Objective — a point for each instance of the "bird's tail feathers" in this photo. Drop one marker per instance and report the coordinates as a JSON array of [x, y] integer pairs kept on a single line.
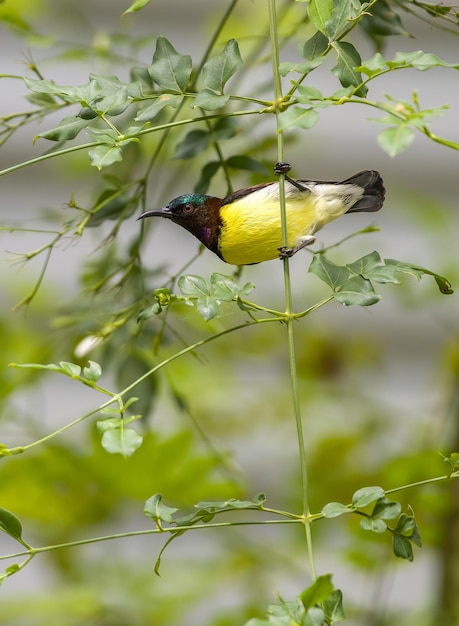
[[374, 192]]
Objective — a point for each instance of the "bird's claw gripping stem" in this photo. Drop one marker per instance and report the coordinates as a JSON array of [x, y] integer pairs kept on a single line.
[[283, 168]]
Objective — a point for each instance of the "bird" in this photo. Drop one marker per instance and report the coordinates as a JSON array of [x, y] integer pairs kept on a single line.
[[246, 227]]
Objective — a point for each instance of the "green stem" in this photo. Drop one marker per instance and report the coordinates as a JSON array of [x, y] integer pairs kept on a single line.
[[138, 533], [278, 98], [116, 397]]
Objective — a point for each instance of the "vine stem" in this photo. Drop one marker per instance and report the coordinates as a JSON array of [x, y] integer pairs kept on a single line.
[[290, 318]]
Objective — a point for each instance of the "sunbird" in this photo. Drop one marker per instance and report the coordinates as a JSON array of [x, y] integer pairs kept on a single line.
[[246, 227]]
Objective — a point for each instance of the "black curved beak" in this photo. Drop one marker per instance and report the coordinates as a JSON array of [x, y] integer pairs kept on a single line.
[[164, 212]]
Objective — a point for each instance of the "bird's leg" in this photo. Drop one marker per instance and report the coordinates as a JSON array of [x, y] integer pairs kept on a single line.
[[283, 168], [286, 252]]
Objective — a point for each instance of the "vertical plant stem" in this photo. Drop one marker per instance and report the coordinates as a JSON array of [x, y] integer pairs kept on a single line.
[[288, 287]]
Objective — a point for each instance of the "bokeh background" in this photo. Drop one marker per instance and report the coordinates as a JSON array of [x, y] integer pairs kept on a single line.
[[378, 385]]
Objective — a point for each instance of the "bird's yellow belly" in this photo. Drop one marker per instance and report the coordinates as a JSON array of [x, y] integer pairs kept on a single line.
[[252, 235]]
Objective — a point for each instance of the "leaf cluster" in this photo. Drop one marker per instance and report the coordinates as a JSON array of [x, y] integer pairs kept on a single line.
[[405, 531]]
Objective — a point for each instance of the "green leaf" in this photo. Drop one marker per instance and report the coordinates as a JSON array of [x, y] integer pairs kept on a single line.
[[374, 524], [71, 369], [314, 47], [207, 173], [157, 511], [218, 70], [296, 116], [321, 589], [10, 524], [170, 69], [396, 139], [333, 275], [335, 509], [164, 100], [402, 547], [136, 6], [365, 496], [225, 128], [308, 94], [111, 422], [124, 441], [374, 65], [210, 101], [208, 307], [243, 162], [346, 68], [224, 287], [68, 128], [419, 60], [195, 142], [192, 285], [105, 155], [319, 12], [93, 372], [383, 21], [414, 270], [333, 607]]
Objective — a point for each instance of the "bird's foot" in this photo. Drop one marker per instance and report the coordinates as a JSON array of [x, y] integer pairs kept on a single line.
[[286, 253], [282, 168]]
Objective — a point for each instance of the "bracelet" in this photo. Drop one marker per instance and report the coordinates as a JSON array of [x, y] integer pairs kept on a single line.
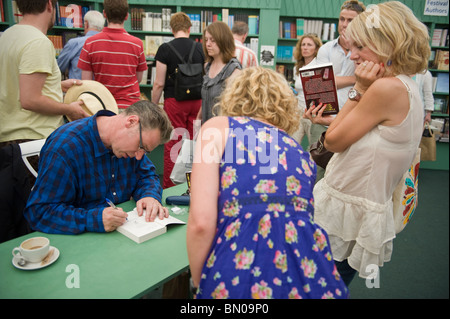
[[192, 288]]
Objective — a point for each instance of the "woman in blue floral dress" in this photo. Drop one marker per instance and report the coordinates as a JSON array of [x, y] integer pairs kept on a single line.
[[251, 232]]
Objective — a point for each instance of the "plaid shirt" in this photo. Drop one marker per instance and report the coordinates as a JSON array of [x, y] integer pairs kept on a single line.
[[76, 173]]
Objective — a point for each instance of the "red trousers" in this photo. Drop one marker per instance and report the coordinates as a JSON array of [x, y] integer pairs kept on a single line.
[[182, 115]]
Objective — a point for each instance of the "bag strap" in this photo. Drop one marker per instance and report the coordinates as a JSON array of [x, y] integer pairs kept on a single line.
[[191, 54], [176, 52]]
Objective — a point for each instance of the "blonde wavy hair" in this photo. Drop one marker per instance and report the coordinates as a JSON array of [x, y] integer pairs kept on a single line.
[[393, 33], [262, 94]]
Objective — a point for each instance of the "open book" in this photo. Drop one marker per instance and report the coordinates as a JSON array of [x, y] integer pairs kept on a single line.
[[139, 230], [319, 86]]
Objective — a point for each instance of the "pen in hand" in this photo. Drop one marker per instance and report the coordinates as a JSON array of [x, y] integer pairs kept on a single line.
[[110, 203]]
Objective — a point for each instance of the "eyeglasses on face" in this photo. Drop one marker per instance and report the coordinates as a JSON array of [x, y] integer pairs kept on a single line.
[[353, 6], [141, 146]]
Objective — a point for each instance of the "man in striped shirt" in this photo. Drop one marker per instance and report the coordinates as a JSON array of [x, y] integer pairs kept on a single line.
[[115, 58], [245, 55]]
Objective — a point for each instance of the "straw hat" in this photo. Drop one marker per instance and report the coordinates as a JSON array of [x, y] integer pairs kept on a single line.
[[95, 97]]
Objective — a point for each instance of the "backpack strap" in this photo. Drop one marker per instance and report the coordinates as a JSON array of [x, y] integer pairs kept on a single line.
[[191, 54]]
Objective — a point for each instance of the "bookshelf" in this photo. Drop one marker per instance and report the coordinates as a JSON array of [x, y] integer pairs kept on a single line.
[[270, 13]]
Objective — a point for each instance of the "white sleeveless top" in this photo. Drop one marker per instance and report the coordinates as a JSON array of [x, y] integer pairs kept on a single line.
[[353, 202]]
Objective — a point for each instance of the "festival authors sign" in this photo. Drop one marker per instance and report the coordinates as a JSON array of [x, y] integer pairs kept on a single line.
[[436, 8]]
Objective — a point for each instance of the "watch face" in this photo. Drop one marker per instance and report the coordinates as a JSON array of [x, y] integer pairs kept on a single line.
[[353, 94]]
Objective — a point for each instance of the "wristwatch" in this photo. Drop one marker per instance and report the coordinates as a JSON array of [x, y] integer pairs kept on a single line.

PROBLEM REQUIREMENTS: Give back the material above exactly, without pictures.

WRITTEN ANSWER:
Objective — a point for each instance of the "bird's tail feathers" in this photo. Drop one marker per instance and report the coordinates as a JSON array of [x, y] integer pairs kept on a single line.
[[374, 192]]
Objective — a point for each instance of the "bird's claw gripping stem" in this photo. Drop one marker per instance and report the coordinates as a JSON array of [x, y] integer pairs kept on a single line.
[[283, 168]]
Objective — a point for each instance of the "bird" in this photo. Drop one marker per instance and report the coordinates as a JSON array of [x, y] integer pairs kept on a single line.
[[246, 227]]
Objective — a point for each instance of the "green stem" in this photo. Drop one marker per instance and report the coordinates as a JSON array of [x, y] integer pairs kept on a single line.
[[138, 533], [278, 98], [116, 397]]
Objective — a point for each instance of the "vine stem" in this photo. Drop one marker per instance and report the coordinates as a JSON array of [x, y] integer pairs kept on a single line.
[[290, 318]]
Objective — a point for each instance of the "sunbird" in this photo. Drop one marker per instance and report the coordinates as a JSON array of [x, y] integer pairs kept on a single line.
[[246, 227]]
Objective — a point for each instance of the "black curved beak" in this photo. Drop one marker per instance and report the coordinates as a JSON array of [x, y] integer pairs kept on a single line.
[[164, 212]]
Objective — a point for each instance of the "bird's leg" in this photo. Drop one marker per instance and report the coordinates as a JSON array of [x, y] integer pairs kept on a single line.
[[283, 168], [286, 252]]
Objective — a point for each instance of the "vertical plant stem" in this photo. Drop one marker per instance and report the coordinates as a JSON array of [x, y] integer pairs kept on a single line.
[[288, 287]]
Objective — a point for each instance of the "bokeh background" in this photo. Drop one marker per instance and report the coordinates as a JSON array of [x, y] integer pairs kept on a single line.
[[378, 385]]
Objective — a point for each instance of the "bird's yellow belly" in this photo. Drop one marker per instance and report the coordinates as a JSON array of [x, y] integer pairs kept on a single line.
[[252, 235]]
Objective — a point for each instance of the "leaf cluster" in this photo. Drop one marker per instance and report the coordinates as a JSON array of [x, y] integer pairs kept on a single line.
[[405, 531]]
Objective — a point for each instance of the "green leaf" in this photo. Drop one marker per instance and report the coordinates as a JSON array of [x, y] integer pairs kept on a single line.
[[374, 524], [71, 369], [314, 47], [207, 173], [157, 511], [218, 70], [296, 116], [321, 589], [10, 524], [170, 69], [396, 139], [333, 275], [335, 509], [164, 100], [402, 547], [136, 6], [365, 496], [225, 128], [308, 94], [111, 422], [124, 441], [374, 65], [210, 101], [208, 307], [243, 162], [346, 68], [224, 287], [68, 128], [419, 60], [195, 142], [192, 285], [105, 155], [319, 12], [93, 372], [383, 21], [414, 270], [333, 607]]
Objective — a point for each instance of the "bird's foot" in this photo. Drop one marker per instance and report the coordinates as a JSON array of [x, y] integer pairs kept on a single line.
[[286, 253], [282, 168]]
Objective — a point for each instance of the "bracelet" in this photo. Drop one marker per instance and report the coordinates as a JSON array of [x, y] integer pairs kept on a single line.
[[192, 288]]
Objective — a point for each instance of the "woman in blue floral dress" in this photo. Drop one marker per instance and report the coordinates as a JSON array of [x, y] integer pairs kept on a single line.
[[251, 232]]
Objective — a point for each instance of the "plaid shirt" in this photo. Drop one marker per instance and report the coordinates as a JSON array of [x, y] integer pairs kept on a single line.
[[76, 173]]
Objective — a point for each instance of the "red trousers" in this photo. Drop one marker per instance and report the coordinates as a JSON array of [x, y] integer pairs kept on a single line.
[[182, 115]]
Objective — a point for each instance of the "bag strap" in this photo. Drop one marker per instance and report the coordinates as a JSON array of [x, y] integer pairs kept on a single line.
[[191, 54], [176, 52]]
Objective — a point for each instance of the "blonde wavy hair" in this photo. Drop one marker per instance and report the coordinates as a JSON array of [x, y] integer pairs kept on a single line.
[[393, 33], [262, 94]]
Objective — a point for each instance of the "open book" in this photo. Drop one marker per instance and report the coordinates as a JSON array of [x, y] integer pairs kept on a single line.
[[139, 230], [319, 86]]
Objective — a point for each instance of the "pen in hand" in this photo. Drop one marker per instance and report the coordinates as a JSON array of [x, y] integer pairs kept on a single line.
[[110, 203]]
Objective — a point for each instance of the "eyeglasses on face" in this photo. Drop one marker per instance and report the coordinates as a JSON array of [x, y] integer pairs kept on a single line.
[[353, 6], [141, 146]]
Objective — a point for each instance of the "man in striped shirt" in this photo. Drop one marker per instance and report the coordinates as a JSON array of [x, y] integer pairs kept on a single line.
[[115, 58], [245, 55]]
Objective — a point for each instance of the "straw hat" in this photo. Drop one marker per instance and report the coordinates as a JSON array of [x, y] integer pairs kept on a single line.
[[95, 97]]
Objective — a point for each instance of the "backpack strap" in this photo. Drop one marker per instance and report the coordinates as a JSON array of [x, y] integer pairs kept on a single line.
[[191, 54]]
Objective — a point for each instance of the "bookshelf" in this photo. Drop one marker per instance and report the coordinates as a JSON array of [x, y] integer pairs kept on a single line.
[[270, 13]]
Objective — a point for each instance of the "white sleeveless top" in this photo. Drop one marker per instance and report the coordinates as a JSON array of [x, y] integer pairs kept on a single line.
[[353, 202]]
Objective — a point for each instance of the "festival authors sign" in this photo. Drop one marker per instance and report the coordinates as a JSON array of [x, y] integer pairs kept on a single line.
[[436, 8]]
Objective — a point for each instance of the "watch face" in this photo. Drop one marker per instance and report the coordinates as a JSON array of [x, y] integer pairs kept on a single line.
[[353, 94]]
Objective — a point for each instance of the "wristwatch" in this photo. Drop one marker per instance and report the coordinates as a JSON array of [x, y] integer pairs kept on a single line.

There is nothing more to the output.